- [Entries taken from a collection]
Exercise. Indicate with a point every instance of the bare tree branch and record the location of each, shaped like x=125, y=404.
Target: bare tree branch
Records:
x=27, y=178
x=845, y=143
* * *
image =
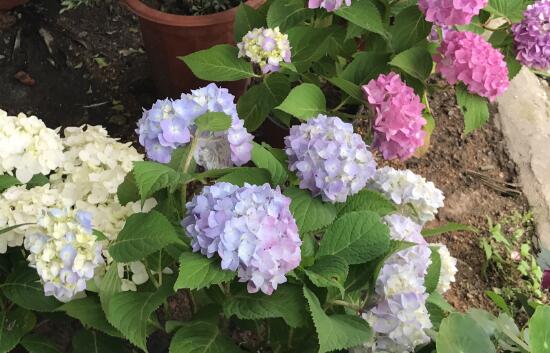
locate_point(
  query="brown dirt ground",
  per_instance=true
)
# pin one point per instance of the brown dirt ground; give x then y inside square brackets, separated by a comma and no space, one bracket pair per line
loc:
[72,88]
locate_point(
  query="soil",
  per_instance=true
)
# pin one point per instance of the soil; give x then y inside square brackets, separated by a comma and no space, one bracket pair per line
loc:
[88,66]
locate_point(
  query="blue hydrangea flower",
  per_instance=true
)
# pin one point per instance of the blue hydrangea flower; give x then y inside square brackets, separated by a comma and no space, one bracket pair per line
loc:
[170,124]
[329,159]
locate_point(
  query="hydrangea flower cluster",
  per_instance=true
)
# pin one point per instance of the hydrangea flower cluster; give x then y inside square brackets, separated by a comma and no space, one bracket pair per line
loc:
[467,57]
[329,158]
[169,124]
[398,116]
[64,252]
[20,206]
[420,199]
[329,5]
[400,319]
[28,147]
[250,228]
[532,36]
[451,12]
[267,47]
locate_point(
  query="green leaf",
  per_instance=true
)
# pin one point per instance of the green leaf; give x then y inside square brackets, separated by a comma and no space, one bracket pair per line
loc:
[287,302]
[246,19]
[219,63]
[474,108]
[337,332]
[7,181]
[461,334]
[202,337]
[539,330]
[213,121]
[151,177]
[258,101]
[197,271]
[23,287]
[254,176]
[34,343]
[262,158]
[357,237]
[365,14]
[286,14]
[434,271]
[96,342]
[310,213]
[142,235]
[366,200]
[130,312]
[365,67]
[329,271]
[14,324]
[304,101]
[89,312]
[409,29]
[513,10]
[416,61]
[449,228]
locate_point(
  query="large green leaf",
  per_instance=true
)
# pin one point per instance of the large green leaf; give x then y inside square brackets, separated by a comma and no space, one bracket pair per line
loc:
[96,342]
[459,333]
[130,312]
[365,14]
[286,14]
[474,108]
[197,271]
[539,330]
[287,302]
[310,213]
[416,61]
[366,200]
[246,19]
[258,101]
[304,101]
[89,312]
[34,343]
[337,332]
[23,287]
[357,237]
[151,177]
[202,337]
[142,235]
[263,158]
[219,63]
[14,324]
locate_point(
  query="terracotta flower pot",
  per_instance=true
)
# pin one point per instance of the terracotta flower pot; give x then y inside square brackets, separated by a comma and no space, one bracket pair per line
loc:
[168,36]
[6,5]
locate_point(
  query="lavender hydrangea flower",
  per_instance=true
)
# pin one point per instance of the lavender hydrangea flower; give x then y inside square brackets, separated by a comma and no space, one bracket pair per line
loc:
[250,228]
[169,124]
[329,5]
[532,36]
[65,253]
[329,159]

- [EXERCISE DESCRIPTION] In the entries above, some lines hold the string "bare". Copy each of them.

- [EXERCISE ANSWER]
Exercise. Indicate with a point every instance of the bare tree branch and record the location of each, shaped like x=125, y=404.
Target: bare tree branch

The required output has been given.